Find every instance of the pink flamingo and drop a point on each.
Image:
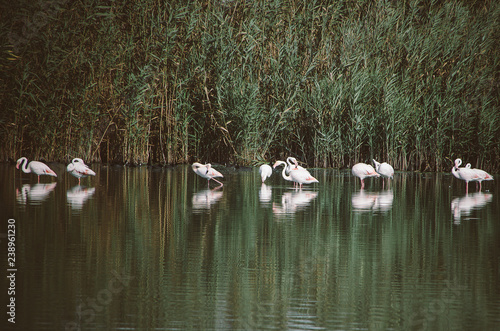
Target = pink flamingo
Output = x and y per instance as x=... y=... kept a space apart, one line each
x=466 y=174
x=363 y=170
x=206 y=171
x=482 y=175
x=265 y=172
x=79 y=169
x=385 y=170
x=38 y=168
x=297 y=176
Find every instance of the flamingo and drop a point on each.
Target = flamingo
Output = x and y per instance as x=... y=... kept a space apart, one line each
x=384 y=169
x=292 y=164
x=79 y=169
x=297 y=176
x=483 y=175
x=363 y=170
x=465 y=173
x=206 y=171
x=265 y=171
x=36 y=167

▸ What this task involves: Write out every line of the entries above again, requests included, but multiply each x and y coordinate in the answers by 0.2 and round it to a whole number, with halves rounding up. Leave the pictures out.

▸ Solution for this exercise:
Find every instance of the pink flamingo and drop a point on each.
Image:
Target = pink flamingo
Output = x and y per instance as x=... y=... kept a space apart, one line each
x=93 y=35
x=73 y=34
x=41 y=34
x=96 y=35
x=53 y=34
x=16 y=34
x=77 y=34
x=8 y=34
x=59 y=35
Find every instance of the flamingo and drop a point on each.
Target = flamingo
Output = x and y per instance as x=... y=... kept a space apart, one line each
x=77 y=34
x=58 y=33
x=16 y=34
x=59 y=35
x=97 y=35
x=73 y=34
x=93 y=35
x=41 y=34
x=53 y=34
x=7 y=33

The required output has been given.